Extracted information:
# # # # #
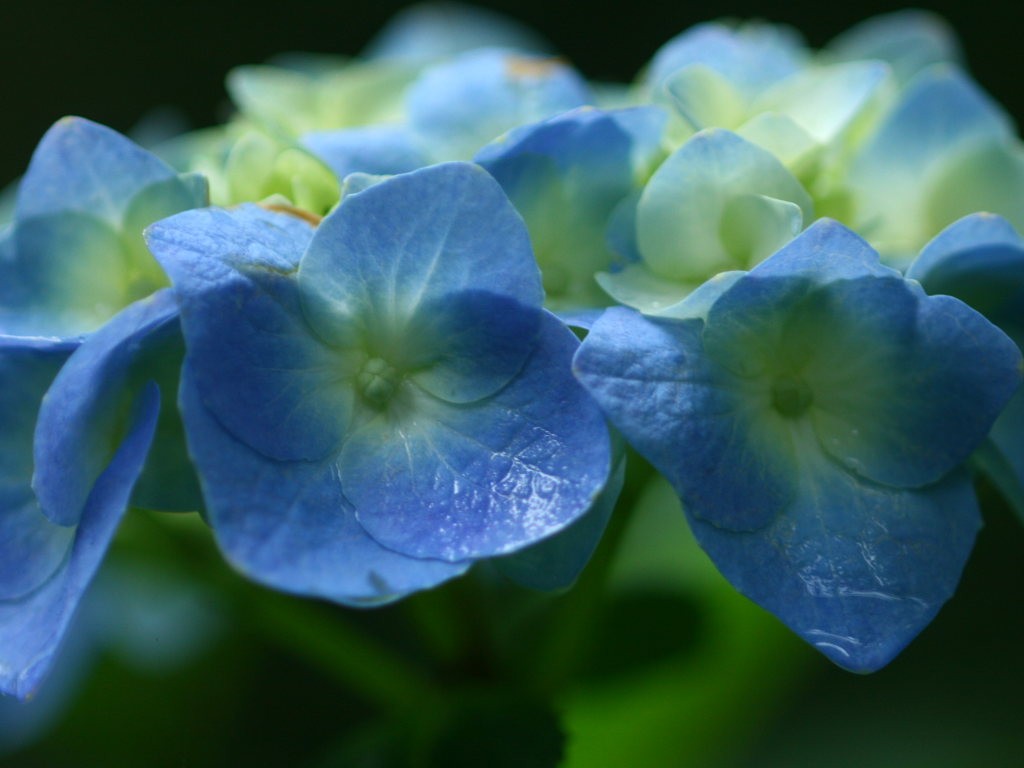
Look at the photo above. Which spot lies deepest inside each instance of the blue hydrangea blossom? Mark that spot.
(374, 404)
(567, 176)
(716, 204)
(980, 260)
(74, 256)
(813, 415)
(455, 108)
# # # # #
About this task:
Every line of the listing should be repeated exactly; no picture should appear.

Response to this exercise:
Look at the photo above. Which spot lies deepest inside each instance of the blue hydrangea blossom? Mark that spot.
(374, 404)
(567, 176)
(716, 204)
(980, 260)
(74, 256)
(813, 415)
(455, 108)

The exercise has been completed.